## [What to do]
Beginning with the line that contains "point: gray throw", copy each subsequent line of the data below through the last one, including both ends but not the pictures.

[Items listed in a dataset]
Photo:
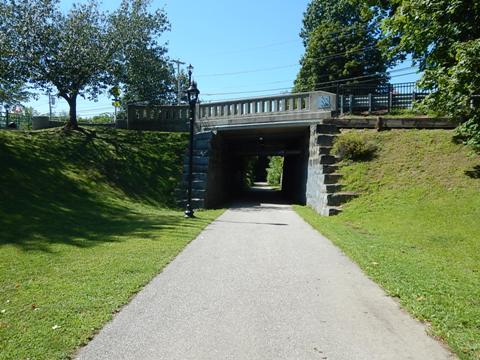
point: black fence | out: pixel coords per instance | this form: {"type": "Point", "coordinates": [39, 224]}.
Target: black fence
{"type": "Point", "coordinates": [373, 97]}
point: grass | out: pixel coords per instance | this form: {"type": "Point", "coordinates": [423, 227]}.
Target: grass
{"type": "Point", "coordinates": [85, 222]}
{"type": "Point", "coordinates": [415, 229]}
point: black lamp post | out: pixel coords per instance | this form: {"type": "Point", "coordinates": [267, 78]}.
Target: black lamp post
{"type": "Point", "coordinates": [7, 111]}
{"type": "Point", "coordinates": [192, 94]}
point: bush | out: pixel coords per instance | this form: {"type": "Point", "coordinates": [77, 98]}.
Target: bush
{"type": "Point", "coordinates": [275, 170]}
{"type": "Point", "coordinates": [350, 146]}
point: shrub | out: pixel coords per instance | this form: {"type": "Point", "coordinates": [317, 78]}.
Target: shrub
{"type": "Point", "coordinates": [275, 170]}
{"type": "Point", "coordinates": [351, 147]}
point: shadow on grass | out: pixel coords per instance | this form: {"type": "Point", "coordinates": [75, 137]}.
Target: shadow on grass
{"type": "Point", "coordinates": [41, 204]}
{"type": "Point", "coordinates": [474, 173]}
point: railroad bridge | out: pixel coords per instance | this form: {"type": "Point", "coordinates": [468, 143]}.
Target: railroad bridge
{"type": "Point", "coordinates": [298, 127]}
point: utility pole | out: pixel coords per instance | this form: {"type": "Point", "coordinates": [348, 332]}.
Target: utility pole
{"type": "Point", "coordinates": [178, 62]}
{"type": "Point", "coordinates": [50, 105]}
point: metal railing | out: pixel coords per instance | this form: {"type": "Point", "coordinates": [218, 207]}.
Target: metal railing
{"type": "Point", "coordinates": [23, 122]}
{"type": "Point", "coordinates": [270, 105]}
{"type": "Point", "coordinates": [387, 97]}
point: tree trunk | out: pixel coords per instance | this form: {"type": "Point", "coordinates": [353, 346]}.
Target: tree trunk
{"type": "Point", "coordinates": [72, 122]}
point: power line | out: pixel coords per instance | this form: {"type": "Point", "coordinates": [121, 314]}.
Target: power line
{"type": "Point", "coordinates": [284, 81]}
{"type": "Point", "coordinates": [332, 82]}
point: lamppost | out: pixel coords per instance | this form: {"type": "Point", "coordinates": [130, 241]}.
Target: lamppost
{"type": "Point", "coordinates": [192, 94]}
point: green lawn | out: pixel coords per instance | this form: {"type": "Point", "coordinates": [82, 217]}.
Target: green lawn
{"type": "Point", "coordinates": [85, 223]}
{"type": "Point", "coordinates": [415, 228]}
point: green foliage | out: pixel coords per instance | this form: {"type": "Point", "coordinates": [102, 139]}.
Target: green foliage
{"type": "Point", "coordinates": [351, 146]}
{"type": "Point", "coordinates": [105, 118]}
{"type": "Point", "coordinates": [275, 171]}
{"type": "Point", "coordinates": [443, 38]}
{"type": "Point", "coordinates": [84, 51]}
{"type": "Point", "coordinates": [12, 78]}
{"type": "Point", "coordinates": [144, 71]}
{"type": "Point", "coordinates": [83, 228]}
{"type": "Point", "coordinates": [341, 40]}
{"type": "Point", "coordinates": [414, 229]}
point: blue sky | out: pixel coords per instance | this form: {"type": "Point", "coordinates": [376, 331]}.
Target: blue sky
{"type": "Point", "coordinates": [238, 48]}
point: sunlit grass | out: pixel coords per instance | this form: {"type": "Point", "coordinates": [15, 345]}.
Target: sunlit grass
{"type": "Point", "coordinates": [415, 229]}
{"type": "Point", "coordinates": [84, 225]}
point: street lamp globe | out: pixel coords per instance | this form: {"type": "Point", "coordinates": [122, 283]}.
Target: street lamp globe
{"type": "Point", "coordinates": [193, 93]}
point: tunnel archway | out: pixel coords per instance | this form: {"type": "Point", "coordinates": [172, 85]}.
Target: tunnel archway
{"type": "Point", "coordinates": [230, 150]}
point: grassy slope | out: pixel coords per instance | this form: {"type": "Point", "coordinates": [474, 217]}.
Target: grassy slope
{"type": "Point", "coordinates": [415, 229]}
{"type": "Point", "coordinates": [84, 224]}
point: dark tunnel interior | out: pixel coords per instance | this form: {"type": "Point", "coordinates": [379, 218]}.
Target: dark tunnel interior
{"type": "Point", "coordinates": [231, 162]}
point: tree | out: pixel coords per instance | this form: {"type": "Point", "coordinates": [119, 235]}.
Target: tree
{"type": "Point", "coordinates": [443, 38]}
{"type": "Point", "coordinates": [85, 51]}
{"type": "Point", "coordinates": [145, 71]}
{"type": "Point", "coordinates": [341, 38]}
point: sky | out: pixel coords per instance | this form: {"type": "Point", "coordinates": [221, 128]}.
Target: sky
{"type": "Point", "coordinates": [237, 48]}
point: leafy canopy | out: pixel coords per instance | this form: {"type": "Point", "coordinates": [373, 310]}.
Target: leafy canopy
{"type": "Point", "coordinates": [342, 41]}
{"type": "Point", "coordinates": [86, 50]}
{"type": "Point", "coordinates": [443, 38]}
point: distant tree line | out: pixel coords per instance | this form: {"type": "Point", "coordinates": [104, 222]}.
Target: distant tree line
{"type": "Point", "coordinates": [83, 52]}
{"type": "Point", "coordinates": [348, 41]}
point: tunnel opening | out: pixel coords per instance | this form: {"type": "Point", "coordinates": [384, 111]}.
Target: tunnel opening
{"type": "Point", "coordinates": [244, 160]}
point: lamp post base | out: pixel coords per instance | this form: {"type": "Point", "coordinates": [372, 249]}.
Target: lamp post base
{"type": "Point", "coordinates": [189, 213]}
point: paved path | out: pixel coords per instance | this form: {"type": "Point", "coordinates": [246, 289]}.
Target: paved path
{"type": "Point", "coordinates": [259, 283]}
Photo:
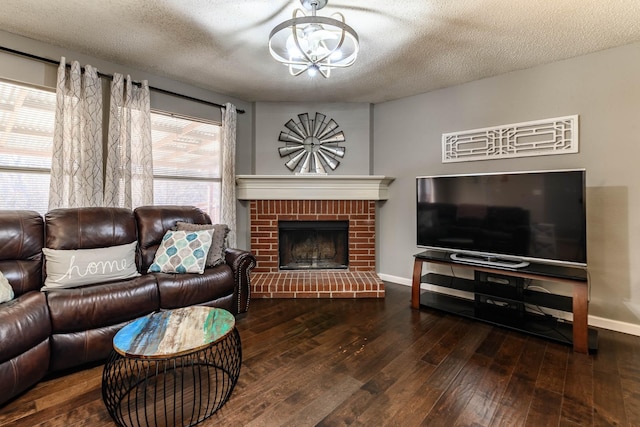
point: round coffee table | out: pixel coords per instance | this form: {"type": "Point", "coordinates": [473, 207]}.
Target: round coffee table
{"type": "Point", "coordinates": [172, 368]}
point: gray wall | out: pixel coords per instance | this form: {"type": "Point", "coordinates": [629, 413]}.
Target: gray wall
{"type": "Point", "coordinates": [603, 88]}
{"type": "Point", "coordinates": [34, 72]}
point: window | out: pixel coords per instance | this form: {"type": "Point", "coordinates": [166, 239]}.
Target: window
{"type": "Point", "coordinates": [27, 117]}
{"type": "Point", "coordinates": [186, 154]}
{"type": "Point", "coordinates": [186, 163]}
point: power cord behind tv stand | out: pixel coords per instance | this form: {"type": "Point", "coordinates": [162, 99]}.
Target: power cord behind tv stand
{"type": "Point", "coordinates": [489, 261]}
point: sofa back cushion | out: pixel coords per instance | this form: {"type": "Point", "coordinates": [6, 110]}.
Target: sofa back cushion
{"type": "Point", "coordinates": [89, 228]}
{"type": "Point", "coordinates": [21, 241]}
{"type": "Point", "coordinates": [153, 223]}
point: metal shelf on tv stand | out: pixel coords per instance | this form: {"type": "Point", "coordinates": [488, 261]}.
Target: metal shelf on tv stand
{"type": "Point", "coordinates": [504, 290]}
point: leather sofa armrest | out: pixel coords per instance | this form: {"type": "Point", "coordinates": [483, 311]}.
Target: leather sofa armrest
{"type": "Point", "coordinates": [241, 262]}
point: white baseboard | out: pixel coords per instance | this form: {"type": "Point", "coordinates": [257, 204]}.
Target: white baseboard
{"type": "Point", "coordinates": [595, 321]}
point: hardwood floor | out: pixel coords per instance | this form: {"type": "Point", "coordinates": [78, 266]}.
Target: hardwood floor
{"type": "Point", "coordinates": [371, 362]}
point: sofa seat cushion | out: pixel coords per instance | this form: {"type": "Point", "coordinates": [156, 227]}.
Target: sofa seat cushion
{"type": "Point", "coordinates": [79, 348]}
{"type": "Point", "coordinates": [24, 324]}
{"type": "Point", "coordinates": [181, 290]}
{"type": "Point", "coordinates": [21, 241]}
{"type": "Point", "coordinates": [23, 371]}
{"type": "Point", "coordinates": [96, 306]}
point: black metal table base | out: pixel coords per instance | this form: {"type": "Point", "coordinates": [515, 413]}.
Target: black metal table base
{"type": "Point", "coordinates": [176, 391]}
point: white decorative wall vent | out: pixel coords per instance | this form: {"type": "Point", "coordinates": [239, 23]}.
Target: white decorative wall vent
{"type": "Point", "coordinates": [536, 138]}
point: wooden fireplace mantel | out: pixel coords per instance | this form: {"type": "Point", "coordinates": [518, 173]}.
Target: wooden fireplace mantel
{"type": "Point", "coordinates": [313, 187]}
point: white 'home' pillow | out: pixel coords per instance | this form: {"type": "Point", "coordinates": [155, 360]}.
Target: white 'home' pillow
{"type": "Point", "coordinates": [77, 267]}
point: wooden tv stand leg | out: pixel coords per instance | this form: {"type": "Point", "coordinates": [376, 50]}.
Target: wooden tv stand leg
{"type": "Point", "coordinates": [580, 320]}
{"type": "Point", "coordinates": [415, 283]}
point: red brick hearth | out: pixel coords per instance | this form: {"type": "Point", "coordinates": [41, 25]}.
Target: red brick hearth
{"type": "Point", "coordinates": [358, 281]}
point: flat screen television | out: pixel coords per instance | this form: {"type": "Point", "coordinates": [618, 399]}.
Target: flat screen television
{"type": "Point", "coordinates": [507, 219]}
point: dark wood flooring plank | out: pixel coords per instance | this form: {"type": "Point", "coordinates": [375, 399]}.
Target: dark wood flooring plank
{"type": "Point", "coordinates": [491, 388]}
{"type": "Point", "coordinates": [628, 356]}
{"type": "Point", "coordinates": [554, 368]}
{"type": "Point", "coordinates": [453, 402]}
{"type": "Point", "coordinates": [545, 408]}
{"type": "Point", "coordinates": [608, 395]}
{"type": "Point", "coordinates": [381, 363]}
{"type": "Point", "coordinates": [516, 400]}
{"type": "Point", "coordinates": [577, 405]}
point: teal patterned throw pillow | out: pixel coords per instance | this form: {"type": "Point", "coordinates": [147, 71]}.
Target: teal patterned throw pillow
{"type": "Point", "coordinates": [182, 252]}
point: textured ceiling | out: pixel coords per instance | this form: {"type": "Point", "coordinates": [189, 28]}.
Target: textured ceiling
{"type": "Point", "coordinates": [407, 46]}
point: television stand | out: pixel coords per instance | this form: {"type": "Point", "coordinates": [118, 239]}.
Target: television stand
{"type": "Point", "coordinates": [500, 298]}
{"type": "Point", "coordinates": [488, 261]}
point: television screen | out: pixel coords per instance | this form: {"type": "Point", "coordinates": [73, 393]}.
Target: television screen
{"type": "Point", "coordinates": [532, 216]}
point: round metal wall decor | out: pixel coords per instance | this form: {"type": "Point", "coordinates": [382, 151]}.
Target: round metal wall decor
{"type": "Point", "coordinates": [311, 145]}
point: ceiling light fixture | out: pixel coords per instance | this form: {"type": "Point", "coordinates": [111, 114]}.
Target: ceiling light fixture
{"type": "Point", "coordinates": [315, 44]}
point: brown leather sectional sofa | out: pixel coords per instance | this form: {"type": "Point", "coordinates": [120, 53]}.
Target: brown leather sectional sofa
{"type": "Point", "coordinates": [42, 332]}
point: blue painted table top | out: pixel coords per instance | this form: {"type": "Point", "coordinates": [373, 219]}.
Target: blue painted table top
{"type": "Point", "coordinates": [174, 332]}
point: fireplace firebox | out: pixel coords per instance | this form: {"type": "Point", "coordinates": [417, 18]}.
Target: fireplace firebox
{"type": "Point", "coordinates": [313, 245]}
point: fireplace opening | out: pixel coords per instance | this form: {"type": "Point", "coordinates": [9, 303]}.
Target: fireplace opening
{"type": "Point", "coordinates": [313, 245]}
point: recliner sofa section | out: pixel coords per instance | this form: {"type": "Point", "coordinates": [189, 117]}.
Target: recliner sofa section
{"type": "Point", "coordinates": [48, 331]}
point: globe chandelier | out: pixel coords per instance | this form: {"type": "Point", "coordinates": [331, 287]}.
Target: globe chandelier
{"type": "Point", "coordinates": [315, 44]}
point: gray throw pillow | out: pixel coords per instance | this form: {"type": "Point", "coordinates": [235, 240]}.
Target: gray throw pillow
{"type": "Point", "coordinates": [216, 251]}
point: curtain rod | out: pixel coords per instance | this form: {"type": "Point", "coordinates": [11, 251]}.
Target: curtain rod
{"type": "Point", "coordinates": [109, 76]}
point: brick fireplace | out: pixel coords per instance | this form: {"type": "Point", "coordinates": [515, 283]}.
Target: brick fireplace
{"type": "Point", "coordinates": [356, 206]}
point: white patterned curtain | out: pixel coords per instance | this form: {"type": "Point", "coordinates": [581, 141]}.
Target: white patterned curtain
{"type": "Point", "coordinates": [129, 167]}
{"type": "Point", "coordinates": [228, 208]}
{"type": "Point", "coordinates": [76, 164]}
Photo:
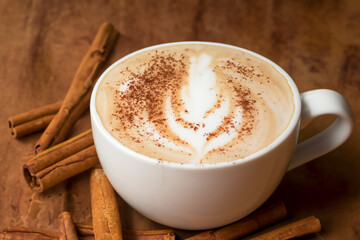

## [Answer area]
point: gray throw pillow | out: pixel coords per instance | this form: {"type": "Point", "coordinates": [235, 240]}.
Target: gray throw pillow
{"type": "Point", "coordinates": [216, 251]}
point: curtain rod | out: pixel coords per instance | this form: {"type": "Point", "coordinates": [11, 251]}.
Target: curtain rod
{"type": "Point", "coordinates": [109, 76]}
point: brick fireplace | out: pixel coords per instance | this form: {"type": "Point", "coordinates": [515, 283]}.
Target: brick fireplace
{"type": "Point", "coordinates": [356, 206]}
point: white patterned curtain | out: pixel coords per instance | this form: {"type": "Point", "coordinates": [581, 141]}.
Target: white patterned curtain
{"type": "Point", "coordinates": [129, 167]}
{"type": "Point", "coordinates": [228, 208]}
{"type": "Point", "coordinates": [76, 164]}
Photo:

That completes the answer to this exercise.